### Task
In the text on AJ Auxerre, which season did the club win its only Ligue 1 title?

Association de la Jeunesse Auxerroise (), commonly known as AJ Auxerre or simply Auxerre (), is a French football club based in the commune of Auxerre in Burgundy. The club was founded in 1905 and currently plays in Ligue 1, the first division of French football. Auxerre plays its home matches at the Stade l'Abbé-Deschamps on the banks of the Yonne River. The team is managed by Christophe Pélissier and captained by midfielder Birama Touré.

Auxerre was founded in 1905 and made its debut in the first division of French football in the 1980–81 season and remained a fixture in the league until the 2011–12 season. The club has won the Ligue 1 title once, in the 1995–96 season. Two years prior, Auxerre achieved its first major honour by winning the Coupe de France in 1994. The club has since added three more Coupe de France titles, which ties the club for fifth-best among teams who have won the trophy.

Auxerre has produced several notable players during its existence. The club has most notably served as a springboard for several prominent French football players such as Eric Cantona, Laurent Blanc, Stéphane Guivarc'h, Philippe Mexès, Basile Boli, and Djibril Cissé, among others, who all became French internationals, with Blanc playing on the teams that won the 1998 FIFA World Cup and UEFA Euro 2000. Guivarc'h, Bernard Diomède and Lionel Charbonnier were the three footballers from Auxerre who were world champions in 1998. From 1961 to 2005, the club was predominantly coached by Guy Roux. This included an uninterrupted period when Roux was in charge for 36 years between 1964 and 2000.

### Information provided
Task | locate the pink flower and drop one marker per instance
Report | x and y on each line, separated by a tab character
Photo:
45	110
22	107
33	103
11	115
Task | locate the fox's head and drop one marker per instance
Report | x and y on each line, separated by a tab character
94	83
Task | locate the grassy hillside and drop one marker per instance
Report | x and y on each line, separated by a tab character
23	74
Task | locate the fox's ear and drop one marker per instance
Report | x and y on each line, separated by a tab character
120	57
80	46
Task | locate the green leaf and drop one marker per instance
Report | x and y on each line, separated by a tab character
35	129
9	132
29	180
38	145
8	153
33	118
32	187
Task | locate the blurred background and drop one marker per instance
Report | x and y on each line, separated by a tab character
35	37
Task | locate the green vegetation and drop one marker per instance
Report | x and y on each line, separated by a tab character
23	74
--
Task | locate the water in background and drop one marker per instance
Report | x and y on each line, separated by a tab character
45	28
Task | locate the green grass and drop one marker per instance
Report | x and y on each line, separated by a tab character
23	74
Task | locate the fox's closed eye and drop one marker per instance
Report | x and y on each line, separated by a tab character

### Solution for this task
The 1995–96 season.